-------- Record excerpts --------

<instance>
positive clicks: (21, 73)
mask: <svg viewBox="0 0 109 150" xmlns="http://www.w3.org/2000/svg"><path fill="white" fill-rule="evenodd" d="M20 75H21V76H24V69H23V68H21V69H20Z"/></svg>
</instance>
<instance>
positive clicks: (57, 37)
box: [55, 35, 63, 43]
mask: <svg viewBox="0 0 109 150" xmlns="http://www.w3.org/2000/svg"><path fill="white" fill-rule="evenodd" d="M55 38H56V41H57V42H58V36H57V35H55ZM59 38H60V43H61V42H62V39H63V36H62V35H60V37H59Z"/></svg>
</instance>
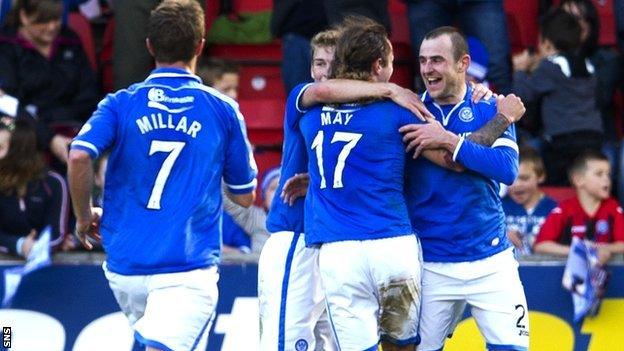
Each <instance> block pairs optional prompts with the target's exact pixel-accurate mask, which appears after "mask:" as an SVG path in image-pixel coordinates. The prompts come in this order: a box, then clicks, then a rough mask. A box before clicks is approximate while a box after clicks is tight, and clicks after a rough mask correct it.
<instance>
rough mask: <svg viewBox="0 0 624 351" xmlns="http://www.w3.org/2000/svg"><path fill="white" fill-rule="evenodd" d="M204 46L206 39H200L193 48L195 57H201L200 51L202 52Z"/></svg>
mask: <svg viewBox="0 0 624 351" xmlns="http://www.w3.org/2000/svg"><path fill="white" fill-rule="evenodd" d="M205 45H206V39H204V38H202V40H201V41H200V42H199V44H197V47H196V48H195V56H197V57H199V56H201V53H202V51H204V46H205Z"/></svg>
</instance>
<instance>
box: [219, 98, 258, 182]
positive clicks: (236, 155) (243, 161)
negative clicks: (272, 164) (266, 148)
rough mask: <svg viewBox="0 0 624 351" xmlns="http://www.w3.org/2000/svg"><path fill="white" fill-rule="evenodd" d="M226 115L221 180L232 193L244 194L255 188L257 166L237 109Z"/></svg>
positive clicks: (230, 110)
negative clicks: (224, 150) (223, 170)
mask: <svg viewBox="0 0 624 351" xmlns="http://www.w3.org/2000/svg"><path fill="white" fill-rule="evenodd" d="M229 111H231V115H230V116H228V117H229V118H228V133H229V138H228V139H227V140H228V144H227V146H226V155H225V167H224V174H223V180H224V182H225V185H226V186H227V187H228V190H229V191H230V192H231V193H233V194H245V193H249V192H252V191H253V190H254V189H255V188H256V183H257V181H256V175H257V174H258V168H257V166H256V161H255V160H254V158H253V153H252V152H251V145H250V144H249V141H248V140H247V133H246V127H245V120H244V119H243V116H242V114H241V113H240V112H238V111H232V110H229Z"/></svg>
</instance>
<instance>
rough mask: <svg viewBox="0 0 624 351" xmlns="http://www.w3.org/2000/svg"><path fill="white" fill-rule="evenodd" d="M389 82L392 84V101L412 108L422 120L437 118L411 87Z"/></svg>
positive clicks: (406, 108)
mask: <svg viewBox="0 0 624 351" xmlns="http://www.w3.org/2000/svg"><path fill="white" fill-rule="evenodd" d="M389 84H391V85H390V87H391V90H392V94H391V95H390V98H391V99H392V101H394V102H396V103H397V104H399V105H401V106H403V107H405V108H406V109H408V110H410V111H411V112H412V113H413V114H415V115H416V117H418V118H419V119H420V120H421V121H425V122H426V121H432V120H435V118H434V117H433V115H432V114H431V112H429V110H427V107H425V104H424V103H423V102H422V100H420V97H419V96H418V94H416V93H414V92H413V91H411V90H409V89H405V88H402V87H400V86H398V85H396V84H392V83H389Z"/></svg>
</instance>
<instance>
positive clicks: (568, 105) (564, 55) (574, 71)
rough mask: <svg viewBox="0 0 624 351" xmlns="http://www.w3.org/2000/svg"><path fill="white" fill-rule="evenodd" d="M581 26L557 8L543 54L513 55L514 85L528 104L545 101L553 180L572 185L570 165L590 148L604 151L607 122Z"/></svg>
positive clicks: (552, 16)
mask: <svg viewBox="0 0 624 351" xmlns="http://www.w3.org/2000/svg"><path fill="white" fill-rule="evenodd" d="M580 37H581V27H580V25H579V23H578V22H577V20H576V19H575V18H574V17H573V16H572V15H570V14H568V13H566V12H564V11H562V10H560V9H556V10H554V11H551V12H549V13H548V14H547V15H546V16H545V17H544V19H543V20H542V23H541V28H540V39H539V53H538V56H537V57H531V56H529V55H528V53H526V52H525V53H523V54H520V55H518V56H516V57H514V68H515V69H516V72H515V74H514V84H513V89H514V92H515V93H516V94H518V96H520V98H521V99H522V100H523V101H524V102H525V103H529V104H530V103H533V102H535V101H540V100H541V108H540V110H541V115H542V120H543V125H544V127H543V134H544V138H545V141H546V151H545V155H544V156H545V157H544V158H545V162H546V168H547V173H548V176H549V180H548V183H549V184H554V185H567V184H568V182H567V179H566V168H567V165H568V164H570V162H571V161H572V160H574V158H575V157H576V156H577V155H579V154H580V153H581V152H582V151H584V150H585V149H593V150H600V149H601V148H602V141H603V134H604V133H603V126H602V120H601V118H600V113H599V111H598V109H597V107H596V95H595V94H596V77H595V75H594V67H593V65H592V64H591V63H590V62H589V60H587V59H585V58H584V57H583V56H581V55H580V54H579V50H580V48H581V41H580Z"/></svg>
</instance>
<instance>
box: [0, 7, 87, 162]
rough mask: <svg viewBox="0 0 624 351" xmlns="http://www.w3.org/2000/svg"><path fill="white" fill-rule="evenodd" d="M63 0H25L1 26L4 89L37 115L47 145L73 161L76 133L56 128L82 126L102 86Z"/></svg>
mask: <svg viewBox="0 0 624 351" xmlns="http://www.w3.org/2000/svg"><path fill="white" fill-rule="evenodd" d="M62 12H63V3H62V1H60V0H21V1H18V2H17V3H16V4H15V7H14V8H13V9H12V12H11V13H10V15H9V18H8V20H7V22H6V24H5V25H4V26H3V27H2V28H1V29H0V89H1V91H0V94H1V93H2V92H4V93H6V94H8V95H12V96H13V97H15V98H17V99H18V100H19V109H18V115H19V116H20V117H36V118H37V120H38V121H39V122H38V126H37V129H38V141H39V143H40V147H41V148H46V147H49V149H50V151H51V152H52V154H53V155H54V156H55V157H56V158H57V159H58V160H59V161H60V162H61V163H62V164H65V163H66V162H67V147H68V145H69V142H70V139H69V138H68V137H66V136H63V135H61V134H58V133H56V134H55V133H54V132H53V130H54V128H55V127H58V126H59V125H65V126H67V125H68V124H69V125H70V126H71V125H73V126H76V127H78V126H79V125H81V124H82V123H83V122H84V121H85V120H86V118H87V117H88V116H89V114H90V113H91V112H92V111H93V109H94V108H95V106H96V104H97V101H98V98H99V96H98V91H97V85H96V82H95V74H94V72H93V71H92V70H91V66H90V65H89V62H88V59H87V56H86V54H85V52H84V50H83V48H82V45H81V43H80V39H79V38H78V37H77V36H76V34H75V33H74V32H72V31H71V30H70V29H68V28H65V27H63V26H61V15H62Z"/></svg>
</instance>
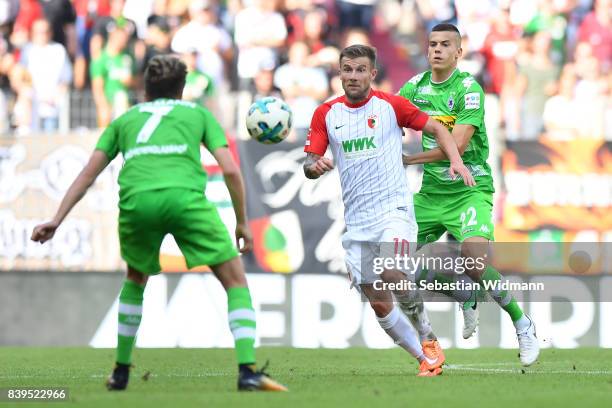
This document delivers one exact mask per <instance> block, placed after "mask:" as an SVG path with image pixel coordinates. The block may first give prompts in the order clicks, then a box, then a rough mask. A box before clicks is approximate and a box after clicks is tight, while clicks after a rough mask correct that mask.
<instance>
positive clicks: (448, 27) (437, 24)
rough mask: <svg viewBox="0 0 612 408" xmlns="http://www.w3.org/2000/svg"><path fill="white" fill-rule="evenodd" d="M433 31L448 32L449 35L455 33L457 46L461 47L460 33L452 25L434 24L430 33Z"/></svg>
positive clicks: (460, 35) (446, 23)
mask: <svg viewBox="0 0 612 408" xmlns="http://www.w3.org/2000/svg"><path fill="white" fill-rule="evenodd" d="M434 31H448V32H451V33H455V34H457V41H458V43H459V45H461V32H460V31H459V29H458V28H457V26H456V25H454V24H450V23H440V24H436V25H435V26H434V27H433V28H432V29H431V32H432V33H433V32H434Z"/></svg>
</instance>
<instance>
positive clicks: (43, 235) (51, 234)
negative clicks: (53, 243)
mask: <svg viewBox="0 0 612 408" xmlns="http://www.w3.org/2000/svg"><path fill="white" fill-rule="evenodd" d="M57 227H59V224H58V223H56V222H54V221H51V222H46V223H44V224H40V225H37V226H36V227H34V231H32V237H31V238H30V239H31V240H32V241H34V242H40V243H41V244H44V243H45V242H47V241H48V240H50V239H51V238H53V235H55V231H56V230H57Z"/></svg>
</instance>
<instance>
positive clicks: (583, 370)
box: [444, 364, 612, 375]
mask: <svg viewBox="0 0 612 408" xmlns="http://www.w3.org/2000/svg"><path fill="white" fill-rule="evenodd" d="M444 368H445V369H447V370H451V371H452V370H455V371H476V372H482V373H512V374H521V373H522V371H521V370H524V371H525V374H587V375H612V371H609V370H544V369H534V368H529V367H525V368H523V369H519V368H487V367H482V366H481V367H477V366H475V365H474V364H448V365H445V366H444Z"/></svg>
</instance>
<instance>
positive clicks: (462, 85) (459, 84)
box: [399, 69, 494, 194]
mask: <svg viewBox="0 0 612 408" xmlns="http://www.w3.org/2000/svg"><path fill="white" fill-rule="evenodd" d="M399 94H400V95H401V96H403V97H405V98H407V99H409V100H410V101H411V102H412V103H413V104H414V105H416V106H417V107H418V108H419V109H421V110H422V111H423V112H425V113H427V114H428V115H429V116H431V117H432V118H433V119H436V120H437V121H438V122H440V123H442V124H443V125H444V126H446V128H447V129H448V130H449V132H452V130H453V127H454V126H455V124H467V125H472V126H474V128H475V129H476V130H475V131H474V135H473V136H472V138H471V139H470V143H469V144H468V146H467V148H466V149H465V152H464V153H463V155H462V159H463V162H464V164H465V165H466V167H467V168H468V169H470V171H471V172H472V175H473V176H474V178H475V179H476V187H477V188H478V189H479V190H482V191H490V192H493V191H494V188H493V178H492V177H491V168H490V167H489V165H488V164H487V157H488V156H489V141H488V139H487V130H486V129H485V123H484V93H483V91H482V88H481V87H480V85H479V84H478V82H476V81H475V80H474V78H473V77H472V76H471V75H470V74H468V73H467V72H461V71H459V70H458V69H456V70H455V72H453V74H452V75H451V76H450V77H449V78H448V79H447V80H446V81H444V82H442V83H434V82H432V81H431V71H425V72H423V73H421V74H418V75H416V76H414V77H413V78H412V79H410V80H409V81H408V82H406V83H405V84H404V86H403V87H402V89H400V92H399ZM422 140H423V151H427V150H431V149H434V148H436V147H438V144H437V142H436V139H435V138H434V136H433V135H431V134H428V133H425V132H423V138H422ZM423 167H424V174H423V183H422V187H421V192H424V193H438V194H440V193H457V192H461V191H463V190H466V189H469V188H470V187H468V186H466V185H465V184H463V180H461V179H460V178H458V179H457V180H452V179H451V178H450V175H449V174H448V168H449V161H448V160H444V161H439V162H434V163H426V164H425V165H424V166H423Z"/></svg>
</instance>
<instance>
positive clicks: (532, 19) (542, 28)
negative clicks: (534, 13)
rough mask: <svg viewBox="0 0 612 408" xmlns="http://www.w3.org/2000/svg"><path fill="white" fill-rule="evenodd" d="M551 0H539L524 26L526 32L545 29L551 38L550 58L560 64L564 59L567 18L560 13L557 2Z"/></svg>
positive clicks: (529, 32)
mask: <svg viewBox="0 0 612 408" xmlns="http://www.w3.org/2000/svg"><path fill="white" fill-rule="evenodd" d="M557 3H559V2H556V1H553V0H539V1H538V11H537V13H536V14H535V15H534V16H533V18H532V19H531V20H530V21H529V22H528V23H527V25H526V26H525V27H524V32H525V33H526V34H535V33H538V32H540V31H546V32H547V33H548V34H549V35H550V38H551V50H550V52H551V58H552V60H553V62H554V63H556V64H561V63H563V61H564V60H565V30H566V28H567V19H566V18H565V16H564V15H563V14H561V13H560V10H559V9H558V8H559V4H562V3H559V4H557Z"/></svg>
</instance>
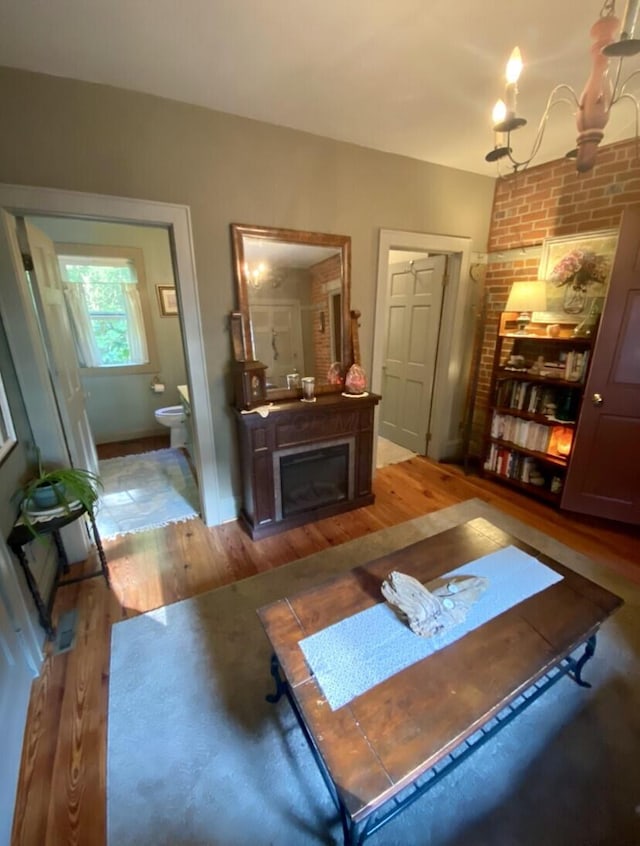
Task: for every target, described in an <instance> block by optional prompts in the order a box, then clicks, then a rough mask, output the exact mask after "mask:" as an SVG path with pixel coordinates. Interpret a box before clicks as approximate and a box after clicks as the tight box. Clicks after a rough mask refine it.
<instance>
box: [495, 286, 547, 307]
mask: <svg viewBox="0 0 640 846" xmlns="http://www.w3.org/2000/svg"><path fill="white" fill-rule="evenodd" d="M546 307H547V292H546V286H545V283H544V282H541V281H540V280H535V281H532V282H514V283H513V284H512V286H511V290H510V291H509V299H508V300H507V304H506V306H505V309H504V310H505V311H518V312H523V311H544V310H545V309H546Z"/></svg>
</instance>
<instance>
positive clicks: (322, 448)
mask: <svg viewBox="0 0 640 846" xmlns="http://www.w3.org/2000/svg"><path fill="white" fill-rule="evenodd" d="M279 464H280V467H279V469H280V483H281V507H282V517H290V516H291V515H292V514H299V513H300V512H302V511H310V510H312V509H314V508H319V507H320V506H322V505H329V504H332V503H336V502H342V501H343V500H345V499H349V496H350V494H349V444H348V443H341V444H336V445H334V446H323V447H319V448H316V447H314V448H312V449H307V450H306V451H304V452H296V453H293V454H291V455H280V457H279Z"/></svg>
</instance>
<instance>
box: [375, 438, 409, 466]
mask: <svg viewBox="0 0 640 846" xmlns="http://www.w3.org/2000/svg"><path fill="white" fill-rule="evenodd" d="M416 455H417V453H415V452H411V450H410V449H405V448H404V447H401V446H400V445H399V444H394V443H393V441H389V440H387V438H383V437H379V438H378V441H377V445H376V467H377V469H378V470H379V469H380V468H381V467H386V466H387V465H388V464H399V463H400V462H401V461H408V460H409V459H410V458H415V457H416Z"/></svg>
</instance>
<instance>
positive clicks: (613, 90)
mask: <svg viewBox="0 0 640 846" xmlns="http://www.w3.org/2000/svg"><path fill="white" fill-rule="evenodd" d="M621 74H622V59H618V67H617V69H616V78H615V80H614V82H613V86H612V88H611V101H610V102H609V108H608V109H607V111H608V112H610V111H611V106H613V105H614V104H615V103H617V101H618V99H619V98H620V95H621V94H622V92H623V91H624V87H625V85H626V84H627V82H629V79H631V76H634V74H631V76H630V77H628V79H625V81H624V82H623V83H622V85H621V86H620V91H619V92H618V86H619V85H620V75H621ZM616 92H618V93H616Z"/></svg>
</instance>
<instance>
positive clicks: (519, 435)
mask: <svg viewBox="0 0 640 846" xmlns="http://www.w3.org/2000/svg"><path fill="white" fill-rule="evenodd" d="M551 432H552V427H551V426H546V425H545V424H544V423H536V422H535V421H534V420H525V419H524V418H522V417H512V416H511V415H510V414H500V413H498V412H497V411H494V412H493V417H492V419H491V437H492V438H498V439H499V440H503V441H509V442H510V443H512V444H516V446H521V447H524V449H530V450H532V451H533V452H546V451H547V449H548V447H549V443H550V442H551Z"/></svg>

--------

## Aim of the task
Look back at the entries above. Retype the line with "positive clicks: (236, 155) (243, 161)", the line with "positive clicks: (230, 110)", and all lines in between.

## Result of this task
positive clicks: (236, 155) (243, 161)
negative clicks: (272, 164) (266, 148)
rough mask: <svg viewBox="0 0 624 351" xmlns="http://www.w3.org/2000/svg"><path fill="white" fill-rule="evenodd" d="M226 115L221 180L232 193L244 194L255 188L257 166L237 109Z"/></svg>
positive clicks: (230, 110)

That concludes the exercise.